■ TASK REQUIREMENTS: Summarize the post on finding the best Wordle starting word in two sentences.

■ SELECTION:

▼

Sunday, February 6, 2022

Another attempt at Calculating the best starting word for wordle.

Like a lot of people, Wordle has become part of my daily routine. So, of course, I became quite interested when I started seeing a few articles online claiming to have scientifically calculated the best starting word. For me, this raised interesting questions--for example, how should we define "best"?

So I thought I'd try to get my hands on the data and play around with it myself. There are a lot of instructions that show you how to save off a local copy of Wordle--unfortunately, none of these worked for me. But, with a little digging using Safari's Inspect Elements command, I was able to find two lists of words.

Be aware, the first list is the ordered list of words that wordle uses to produce its daily puzzles. So, you probably don't want to look at it too hard--unless you want to spoil the surprise for yourself. The second list appears to be an alphabetical list of all the other words that Wordle considers valid 5-letter words. One thing that wasn't immediately clear to me was the fact that none of the words in the first list are in the second list.

So I had to combine the two. i also alphabetically sorted the list, so I could no longer tell which list the word came from. This gave me 12,972 words to play with.

Obviously, letter frequency is important. so i started with a simple, naive approach. First, go through and count the number of times each letter appears in the set of words. Then add up the total for each letter of each word. This lets me sort the words based on how common their letters are.

This produced "esses" as the best word, and "fuzzy" as the worst. Obviously these aren't great results. "Esses" makes sense because S and E are the most common letters in our list of words--but I would never recommend them as an initial guess. 

The problem is pretty easy to spot. S is the most common letter, and "esses" has three of them. Currently,  we're getting full credit for the duplicates Ses--despite the fact that very few words actually have three. 

OK, round two. Let's rework the algorithm to account for duplicates. This time, the first S will match any word with an S. The second S will only match words with two Ses. And so forth. As expected, this produced better results. "Aeros," "arose," and "soare" are tied for first place, with "aesir," "arise," "raise," "reais," and "serai" tied for second. 

Oddly, the worst word was "fluffy". which felt counterintuitive to me. It seems like "pzazz" or "xylyl" would be worse. But "pzazz" has 7649 matches. "Xylyl" has 5725, but "fluffy" only has 5582. 

While this is good--there's still room for improvement. the frequency with duplicate counts don't take green hits (having the right letter in the right space) into account. Green hits should be worth more than yellow. Doing some simple back-of-the-napkin guessing, a single green can be 4x as valuable as a single yellow--since for a yellow, there are still 4 places where it could go. Of course, the actual value is probably less--after all, I'd much rather get 4 yellows than a single green.

So, let's count the letter frequency for each of the five positions, and only score each letter based on the frequency in its position. This lets us sort the list based on the expected number of green hits. Unfortunately, in practice, this doesn't appear to be very helpful. "Sores," "sanes", "sales" and similar words make up the top of the list--which kinda nails home the importance of a starting S or ending ~ES, but doesn't really tell us much else.

▲

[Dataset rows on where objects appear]
▼

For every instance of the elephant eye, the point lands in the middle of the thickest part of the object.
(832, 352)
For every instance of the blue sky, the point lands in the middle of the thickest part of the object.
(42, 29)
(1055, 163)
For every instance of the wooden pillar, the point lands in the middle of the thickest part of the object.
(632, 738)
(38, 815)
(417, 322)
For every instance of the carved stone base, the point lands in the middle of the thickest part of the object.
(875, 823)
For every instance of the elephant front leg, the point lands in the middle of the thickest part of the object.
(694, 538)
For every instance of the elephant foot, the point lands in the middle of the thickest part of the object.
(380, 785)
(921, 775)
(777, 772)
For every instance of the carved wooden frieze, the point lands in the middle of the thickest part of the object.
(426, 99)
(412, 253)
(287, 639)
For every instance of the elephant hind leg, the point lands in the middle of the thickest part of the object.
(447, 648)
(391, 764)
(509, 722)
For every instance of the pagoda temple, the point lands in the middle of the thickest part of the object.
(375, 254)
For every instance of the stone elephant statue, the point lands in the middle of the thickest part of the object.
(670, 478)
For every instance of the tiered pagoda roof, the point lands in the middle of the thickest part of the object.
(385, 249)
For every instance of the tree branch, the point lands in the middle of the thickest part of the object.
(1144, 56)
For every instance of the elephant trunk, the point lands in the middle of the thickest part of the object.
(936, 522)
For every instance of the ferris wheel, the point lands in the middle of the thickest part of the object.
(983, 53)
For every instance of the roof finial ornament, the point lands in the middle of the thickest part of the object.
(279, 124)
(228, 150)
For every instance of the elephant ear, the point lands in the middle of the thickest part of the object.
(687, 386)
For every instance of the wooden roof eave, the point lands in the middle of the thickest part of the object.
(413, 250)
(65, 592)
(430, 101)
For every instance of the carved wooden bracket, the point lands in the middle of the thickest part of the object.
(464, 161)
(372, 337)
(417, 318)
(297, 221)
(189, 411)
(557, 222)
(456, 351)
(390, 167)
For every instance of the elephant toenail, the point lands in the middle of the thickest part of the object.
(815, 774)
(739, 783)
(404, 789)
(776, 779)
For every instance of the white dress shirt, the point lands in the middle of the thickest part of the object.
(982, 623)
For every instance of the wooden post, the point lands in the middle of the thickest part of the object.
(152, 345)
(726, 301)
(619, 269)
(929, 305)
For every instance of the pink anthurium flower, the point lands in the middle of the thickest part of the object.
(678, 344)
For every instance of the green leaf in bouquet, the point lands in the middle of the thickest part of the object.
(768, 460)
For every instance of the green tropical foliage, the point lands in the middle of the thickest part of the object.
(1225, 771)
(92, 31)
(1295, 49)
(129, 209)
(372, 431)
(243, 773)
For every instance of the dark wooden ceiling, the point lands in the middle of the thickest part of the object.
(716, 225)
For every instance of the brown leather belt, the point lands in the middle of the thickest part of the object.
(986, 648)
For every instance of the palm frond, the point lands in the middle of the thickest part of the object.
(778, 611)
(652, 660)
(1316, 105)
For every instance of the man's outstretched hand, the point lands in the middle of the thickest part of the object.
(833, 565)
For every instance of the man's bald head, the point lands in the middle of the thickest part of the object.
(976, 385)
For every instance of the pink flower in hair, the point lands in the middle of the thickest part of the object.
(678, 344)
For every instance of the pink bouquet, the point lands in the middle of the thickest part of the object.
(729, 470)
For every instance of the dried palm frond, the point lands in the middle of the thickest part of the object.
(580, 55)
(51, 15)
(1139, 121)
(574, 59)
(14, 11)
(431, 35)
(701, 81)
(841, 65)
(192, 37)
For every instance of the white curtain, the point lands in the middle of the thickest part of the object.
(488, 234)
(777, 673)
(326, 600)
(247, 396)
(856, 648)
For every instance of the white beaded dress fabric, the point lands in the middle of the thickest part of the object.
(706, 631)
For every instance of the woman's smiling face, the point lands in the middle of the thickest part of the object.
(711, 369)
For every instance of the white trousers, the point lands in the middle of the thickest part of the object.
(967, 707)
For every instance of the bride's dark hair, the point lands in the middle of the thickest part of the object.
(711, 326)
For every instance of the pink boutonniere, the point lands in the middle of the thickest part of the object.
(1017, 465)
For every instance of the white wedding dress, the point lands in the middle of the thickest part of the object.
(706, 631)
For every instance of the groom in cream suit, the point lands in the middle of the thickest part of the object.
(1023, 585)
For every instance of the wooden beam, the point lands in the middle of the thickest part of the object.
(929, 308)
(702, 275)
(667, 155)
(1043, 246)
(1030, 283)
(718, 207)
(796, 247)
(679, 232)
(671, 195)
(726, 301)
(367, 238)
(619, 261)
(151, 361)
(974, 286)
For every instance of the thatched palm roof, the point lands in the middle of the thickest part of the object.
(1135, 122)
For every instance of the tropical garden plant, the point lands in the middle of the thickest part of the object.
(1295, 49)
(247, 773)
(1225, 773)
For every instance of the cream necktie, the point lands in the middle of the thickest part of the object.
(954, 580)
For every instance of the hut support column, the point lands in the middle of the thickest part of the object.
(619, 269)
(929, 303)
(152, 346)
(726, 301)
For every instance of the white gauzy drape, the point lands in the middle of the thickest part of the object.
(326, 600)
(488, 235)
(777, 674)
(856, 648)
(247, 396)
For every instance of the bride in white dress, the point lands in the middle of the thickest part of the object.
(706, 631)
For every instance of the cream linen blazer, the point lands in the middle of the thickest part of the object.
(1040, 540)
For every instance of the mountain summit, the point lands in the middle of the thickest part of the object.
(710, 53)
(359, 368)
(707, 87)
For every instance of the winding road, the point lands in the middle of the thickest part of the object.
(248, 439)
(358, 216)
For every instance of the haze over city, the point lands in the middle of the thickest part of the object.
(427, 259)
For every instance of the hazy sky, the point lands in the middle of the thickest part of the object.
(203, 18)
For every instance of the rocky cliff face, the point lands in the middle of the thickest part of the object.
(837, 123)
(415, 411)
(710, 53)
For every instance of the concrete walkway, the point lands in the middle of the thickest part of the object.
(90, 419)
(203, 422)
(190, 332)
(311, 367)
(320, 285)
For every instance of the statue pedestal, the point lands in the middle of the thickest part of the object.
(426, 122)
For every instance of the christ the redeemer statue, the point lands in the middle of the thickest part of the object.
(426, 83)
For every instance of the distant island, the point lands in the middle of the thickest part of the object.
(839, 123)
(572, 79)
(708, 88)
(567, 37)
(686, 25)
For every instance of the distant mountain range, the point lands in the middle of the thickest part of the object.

▲

■ RESULT OF THIS TASK: The author combined Wordle's two word lists into 12,972 words and scored each word by how common its letters are. That naive count ranked "esses" first because duplicate letters got full credit, so accounting for duplicates put "aeros," "arose," and "soare" on top, while scoring letters by position mostly favored words like "sores," "sanes," and "sales."